[DATA FOR THIS TASK start]

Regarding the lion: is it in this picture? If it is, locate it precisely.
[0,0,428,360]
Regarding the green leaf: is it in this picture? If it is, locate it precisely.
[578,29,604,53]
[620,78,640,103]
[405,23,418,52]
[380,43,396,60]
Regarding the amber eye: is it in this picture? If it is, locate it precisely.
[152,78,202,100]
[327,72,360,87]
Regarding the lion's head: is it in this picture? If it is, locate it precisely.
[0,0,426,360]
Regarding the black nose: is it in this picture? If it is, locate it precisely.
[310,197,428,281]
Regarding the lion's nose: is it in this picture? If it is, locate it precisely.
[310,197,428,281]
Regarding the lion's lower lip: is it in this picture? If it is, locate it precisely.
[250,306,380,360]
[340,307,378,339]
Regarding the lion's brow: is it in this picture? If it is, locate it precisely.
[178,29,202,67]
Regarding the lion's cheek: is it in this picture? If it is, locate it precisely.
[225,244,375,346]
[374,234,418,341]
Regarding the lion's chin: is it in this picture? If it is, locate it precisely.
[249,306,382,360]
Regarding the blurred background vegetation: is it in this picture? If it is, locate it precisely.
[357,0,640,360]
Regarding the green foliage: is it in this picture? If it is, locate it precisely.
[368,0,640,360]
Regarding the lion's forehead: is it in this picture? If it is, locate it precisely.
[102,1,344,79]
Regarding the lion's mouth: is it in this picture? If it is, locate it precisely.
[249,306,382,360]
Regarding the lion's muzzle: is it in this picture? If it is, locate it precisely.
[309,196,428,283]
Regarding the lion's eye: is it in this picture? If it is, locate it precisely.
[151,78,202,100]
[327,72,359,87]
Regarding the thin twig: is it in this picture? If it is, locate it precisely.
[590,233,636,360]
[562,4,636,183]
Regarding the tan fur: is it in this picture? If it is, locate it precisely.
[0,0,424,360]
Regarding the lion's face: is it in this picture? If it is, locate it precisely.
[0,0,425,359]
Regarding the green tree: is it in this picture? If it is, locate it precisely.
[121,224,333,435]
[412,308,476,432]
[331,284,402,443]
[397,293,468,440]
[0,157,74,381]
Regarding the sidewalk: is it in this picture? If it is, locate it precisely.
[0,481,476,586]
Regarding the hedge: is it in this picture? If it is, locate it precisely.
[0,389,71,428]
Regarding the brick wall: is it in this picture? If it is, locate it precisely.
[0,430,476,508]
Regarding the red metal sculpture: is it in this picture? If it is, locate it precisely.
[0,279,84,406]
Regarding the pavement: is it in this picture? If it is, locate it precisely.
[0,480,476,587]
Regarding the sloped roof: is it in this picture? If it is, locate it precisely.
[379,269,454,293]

[DATA FOR THIS TASK end]

| PROBLEM |
Reproduce all of the data above, swapping in "As for" wherever "Regarding" appears and leaving everything else untouched.

| TASK OUTPUT |
As for the lion: is it in this picture? If it is, locate it precisely.
[0,0,428,360]
As for the green leaf: is it in this picture? If it is, locate it precisely.
[578,29,604,53]
[620,78,640,103]
[405,23,418,52]
[380,43,396,60]
As for the amber eye: is it in this picture? If it is, locate it precisely.
[152,78,202,100]
[327,72,360,87]
As for the lion's head: is it in this picture? If it is, locate it precisely.
[0,0,426,360]
As for the black nose: is it in this picture? If it is, locate it precisely.
[310,197,428,281]
As for the lion's nose: is it in this picture? If it is, locate it precisely.
[310,197,428,281]
As for the lion's lower lip: is it in this picture? If it is, locate it precisely.
[250,306,380,360]
[340,307,378,339]
As for the lion's brow: is it in this picture? If it is, locate it precisely.
[178,29,202,67]
As for the lion's cheek: is it in this picture? If it is, locate it precisely.
[225,244,375,346]
[374,234,418,341]
As for the lion's chin: is it in this picture? If it is, locate it precisely.
[249,306,382,360]
As for the blurred background vegetation: is it in this picture? If it is, locate it precisely.
[357,0,640,360]
As for the green foliage: is it in this picture? If it is, locate it precisely.
[368,0,640,360]
As for the lion's forehead: is it in this picture? If it is, locate it precisely.
[102,1,344,79]
As for the lion's mouth: is it in this picture? If it is, locate it precisely.
[249,306,382,360]
As for the lion's muzzle: is it in this picture? If it is, locate it precisely.
[309,196,428,283]
As for the lion's eye: is it in this picture? If it is, locate it precisely.
[151,78,202,100]
[327,72,359,87]
As for the thin twig: is it in this picture? If it is, locate it precisely.
[590,233,636,360]
[562,4,636,183]
As for the tan fur: is it in this picture? If it is, locate it precisely.
[0,0,424,360]
As for the lion's face: is it in this picture? If it is, locate it precisely.
[0,0,425,359]
As for the green tree: is it in this picture? If it is, locate it precisely.
[121,224,333,435]
[412,308,476,432]
[331,284,402,443]
[397,293,468,440]
[0,157,74,381]
As for the sidewalk: is it in this picture? If it is, locate it precisely.
[0,481,476,586]
As for the hedge: is it in this picture? If it is, locate it precisely.
[0,389,71,428]
As for the brick wall: is it in this picture? If it is, locate it precisely.
[0,430,476,508]
As for the red metal sculpture: is it in this picture? If it is, locate it precisely.
[0,279,84,406]
As for the pavement: is it in this picture? If it is, locate it precisely.
[0,480,476,587]
As for the sloped roof: is it in this picture? If it is, locate it precisely.
[379,269,454,293]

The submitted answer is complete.